PROBLEM DETAILS:
What is needed is every line, exactly as given, from the line containing "Confirm that each instance of the dirt" through the end of the data below.

--- SUPPLIED MATERIAL ---

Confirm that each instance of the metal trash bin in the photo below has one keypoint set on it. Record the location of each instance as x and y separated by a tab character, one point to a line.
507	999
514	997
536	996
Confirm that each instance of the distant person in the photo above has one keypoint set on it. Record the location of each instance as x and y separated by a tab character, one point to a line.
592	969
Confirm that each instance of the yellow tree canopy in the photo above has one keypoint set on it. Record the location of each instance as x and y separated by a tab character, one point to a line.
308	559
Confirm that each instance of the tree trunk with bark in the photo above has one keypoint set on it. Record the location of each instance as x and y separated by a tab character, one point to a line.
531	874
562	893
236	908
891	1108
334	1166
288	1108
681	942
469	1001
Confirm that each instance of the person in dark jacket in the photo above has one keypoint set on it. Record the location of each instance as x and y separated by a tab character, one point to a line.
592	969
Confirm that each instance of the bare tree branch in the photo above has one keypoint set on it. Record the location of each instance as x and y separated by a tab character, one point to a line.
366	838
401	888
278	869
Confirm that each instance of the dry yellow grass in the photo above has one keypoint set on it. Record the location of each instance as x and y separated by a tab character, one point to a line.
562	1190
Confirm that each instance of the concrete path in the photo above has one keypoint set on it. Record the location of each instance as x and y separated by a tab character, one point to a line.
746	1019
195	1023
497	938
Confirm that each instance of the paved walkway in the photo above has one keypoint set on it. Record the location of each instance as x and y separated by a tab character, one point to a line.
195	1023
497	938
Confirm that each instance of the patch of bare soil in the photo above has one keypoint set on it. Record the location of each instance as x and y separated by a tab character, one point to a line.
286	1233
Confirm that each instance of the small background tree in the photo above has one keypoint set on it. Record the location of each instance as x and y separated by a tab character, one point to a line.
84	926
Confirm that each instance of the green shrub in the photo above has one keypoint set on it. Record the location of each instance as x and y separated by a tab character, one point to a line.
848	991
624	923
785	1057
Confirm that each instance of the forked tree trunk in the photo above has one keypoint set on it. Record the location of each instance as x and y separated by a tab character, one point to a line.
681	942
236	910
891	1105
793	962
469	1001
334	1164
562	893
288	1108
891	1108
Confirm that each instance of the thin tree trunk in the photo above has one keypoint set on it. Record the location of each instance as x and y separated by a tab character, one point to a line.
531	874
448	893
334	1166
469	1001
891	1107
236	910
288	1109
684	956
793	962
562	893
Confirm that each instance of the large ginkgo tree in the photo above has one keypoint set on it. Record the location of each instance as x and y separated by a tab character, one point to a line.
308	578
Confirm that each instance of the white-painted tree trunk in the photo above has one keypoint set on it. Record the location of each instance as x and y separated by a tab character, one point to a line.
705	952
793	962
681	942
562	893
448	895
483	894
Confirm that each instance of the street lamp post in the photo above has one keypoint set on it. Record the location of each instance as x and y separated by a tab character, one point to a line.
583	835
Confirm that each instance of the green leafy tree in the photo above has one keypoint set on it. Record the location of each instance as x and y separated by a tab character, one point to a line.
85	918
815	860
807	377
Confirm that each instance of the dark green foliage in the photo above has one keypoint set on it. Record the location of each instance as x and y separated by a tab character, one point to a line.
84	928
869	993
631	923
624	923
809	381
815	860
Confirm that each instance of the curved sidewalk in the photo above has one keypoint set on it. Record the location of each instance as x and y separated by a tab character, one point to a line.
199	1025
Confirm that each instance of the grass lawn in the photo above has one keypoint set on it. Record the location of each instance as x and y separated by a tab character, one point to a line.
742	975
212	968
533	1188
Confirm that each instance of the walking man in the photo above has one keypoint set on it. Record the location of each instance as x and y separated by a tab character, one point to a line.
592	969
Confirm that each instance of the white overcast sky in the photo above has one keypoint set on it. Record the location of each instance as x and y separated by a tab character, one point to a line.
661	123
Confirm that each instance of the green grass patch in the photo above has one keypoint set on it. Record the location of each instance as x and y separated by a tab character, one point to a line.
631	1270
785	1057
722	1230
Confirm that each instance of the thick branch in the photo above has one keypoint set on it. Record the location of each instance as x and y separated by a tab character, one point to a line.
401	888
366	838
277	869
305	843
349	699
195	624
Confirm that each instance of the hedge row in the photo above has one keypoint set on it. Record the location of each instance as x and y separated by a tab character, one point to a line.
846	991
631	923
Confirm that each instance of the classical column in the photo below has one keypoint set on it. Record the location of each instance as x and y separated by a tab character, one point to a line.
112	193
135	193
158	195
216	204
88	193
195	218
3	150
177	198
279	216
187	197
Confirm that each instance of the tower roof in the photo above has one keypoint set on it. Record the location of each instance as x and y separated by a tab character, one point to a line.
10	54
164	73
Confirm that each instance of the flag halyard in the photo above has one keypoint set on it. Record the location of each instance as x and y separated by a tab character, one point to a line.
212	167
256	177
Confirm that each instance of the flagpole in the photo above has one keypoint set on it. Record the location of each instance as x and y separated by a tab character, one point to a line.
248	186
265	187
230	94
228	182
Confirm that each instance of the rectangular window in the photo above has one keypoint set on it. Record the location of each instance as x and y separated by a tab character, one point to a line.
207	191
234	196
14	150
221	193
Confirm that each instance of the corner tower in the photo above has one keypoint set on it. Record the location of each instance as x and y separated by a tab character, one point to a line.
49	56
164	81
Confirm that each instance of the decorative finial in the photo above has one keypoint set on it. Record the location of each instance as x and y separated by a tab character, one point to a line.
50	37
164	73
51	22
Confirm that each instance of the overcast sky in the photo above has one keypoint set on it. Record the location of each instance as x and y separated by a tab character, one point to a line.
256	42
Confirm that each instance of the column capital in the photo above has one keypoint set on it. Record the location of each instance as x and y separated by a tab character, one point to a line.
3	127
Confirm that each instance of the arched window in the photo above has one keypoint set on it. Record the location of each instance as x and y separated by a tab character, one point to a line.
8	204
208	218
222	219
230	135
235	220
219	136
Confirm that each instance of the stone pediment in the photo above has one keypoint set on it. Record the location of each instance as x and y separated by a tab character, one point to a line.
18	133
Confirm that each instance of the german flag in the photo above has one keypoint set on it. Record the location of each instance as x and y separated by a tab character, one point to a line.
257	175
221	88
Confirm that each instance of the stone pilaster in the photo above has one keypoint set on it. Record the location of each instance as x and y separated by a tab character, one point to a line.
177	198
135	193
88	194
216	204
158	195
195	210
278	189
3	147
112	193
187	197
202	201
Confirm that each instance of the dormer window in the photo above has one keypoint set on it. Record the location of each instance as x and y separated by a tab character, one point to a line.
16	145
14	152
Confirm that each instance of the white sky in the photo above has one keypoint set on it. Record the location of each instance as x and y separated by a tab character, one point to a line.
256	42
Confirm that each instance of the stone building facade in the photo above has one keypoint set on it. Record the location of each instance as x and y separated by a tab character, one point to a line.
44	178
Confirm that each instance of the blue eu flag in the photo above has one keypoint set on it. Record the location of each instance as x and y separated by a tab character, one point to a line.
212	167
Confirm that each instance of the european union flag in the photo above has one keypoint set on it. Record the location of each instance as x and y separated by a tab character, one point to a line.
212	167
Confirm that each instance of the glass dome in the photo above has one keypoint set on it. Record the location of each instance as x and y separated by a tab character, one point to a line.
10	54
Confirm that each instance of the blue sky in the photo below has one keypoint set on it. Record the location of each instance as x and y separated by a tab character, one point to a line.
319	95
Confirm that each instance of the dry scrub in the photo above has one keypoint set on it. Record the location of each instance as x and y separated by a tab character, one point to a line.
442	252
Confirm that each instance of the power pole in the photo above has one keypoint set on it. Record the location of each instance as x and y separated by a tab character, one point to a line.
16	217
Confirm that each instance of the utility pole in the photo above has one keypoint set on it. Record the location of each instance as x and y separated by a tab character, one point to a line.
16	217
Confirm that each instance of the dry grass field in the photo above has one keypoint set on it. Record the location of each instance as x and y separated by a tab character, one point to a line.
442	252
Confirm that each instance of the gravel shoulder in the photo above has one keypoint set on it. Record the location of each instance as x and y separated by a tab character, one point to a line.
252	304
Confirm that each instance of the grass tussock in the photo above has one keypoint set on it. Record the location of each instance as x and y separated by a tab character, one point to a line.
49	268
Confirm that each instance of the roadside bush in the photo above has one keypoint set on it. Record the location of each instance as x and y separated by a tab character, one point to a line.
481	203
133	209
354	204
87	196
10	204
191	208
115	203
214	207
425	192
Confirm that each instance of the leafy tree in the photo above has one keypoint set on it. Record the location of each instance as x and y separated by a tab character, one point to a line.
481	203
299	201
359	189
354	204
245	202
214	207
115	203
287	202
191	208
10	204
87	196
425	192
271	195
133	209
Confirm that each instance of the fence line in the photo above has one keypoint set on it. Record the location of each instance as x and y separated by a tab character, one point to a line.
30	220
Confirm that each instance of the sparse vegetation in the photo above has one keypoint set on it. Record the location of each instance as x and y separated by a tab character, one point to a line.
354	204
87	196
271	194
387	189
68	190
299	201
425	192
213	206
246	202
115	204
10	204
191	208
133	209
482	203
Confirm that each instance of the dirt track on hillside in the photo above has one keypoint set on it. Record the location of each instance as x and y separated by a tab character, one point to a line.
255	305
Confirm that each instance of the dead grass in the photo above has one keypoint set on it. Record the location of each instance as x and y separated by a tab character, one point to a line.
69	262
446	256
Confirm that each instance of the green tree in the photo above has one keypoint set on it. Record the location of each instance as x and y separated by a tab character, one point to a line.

---

ANSWER BOX:
Confirm that each instance of the dirt track on hillside in the photo above has one keypoint set on it. Record the location of each instance as x and y separated by a tab character, one point to a line.
255	305
Confirm that each instance of the dead grass in the photo above has one keypoint set on it. Record the location of each instance as x and y separated by a tab character, one point to a line.
69	262
446	256
Confirm that each instance of the green tree in the photo above has one keypoint set on it. Record the location of each instance as x and y separated by a tab character, one point to a line.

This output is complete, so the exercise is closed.